(GIVEN PROBLEM): Reproduce all of the records exactly.

(DATA RECORDS):
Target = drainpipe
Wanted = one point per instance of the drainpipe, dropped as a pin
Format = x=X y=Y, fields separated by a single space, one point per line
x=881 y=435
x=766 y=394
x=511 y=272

(WRITTEN SOLUTION):
Target = drainpipe
Wanted = one point per instance of the drainpipe, dropped as a pin
Format = x=X y=Y, fields separated by a single space, one point per line
x=881 y=435
x=766 y=394
x=511 y=272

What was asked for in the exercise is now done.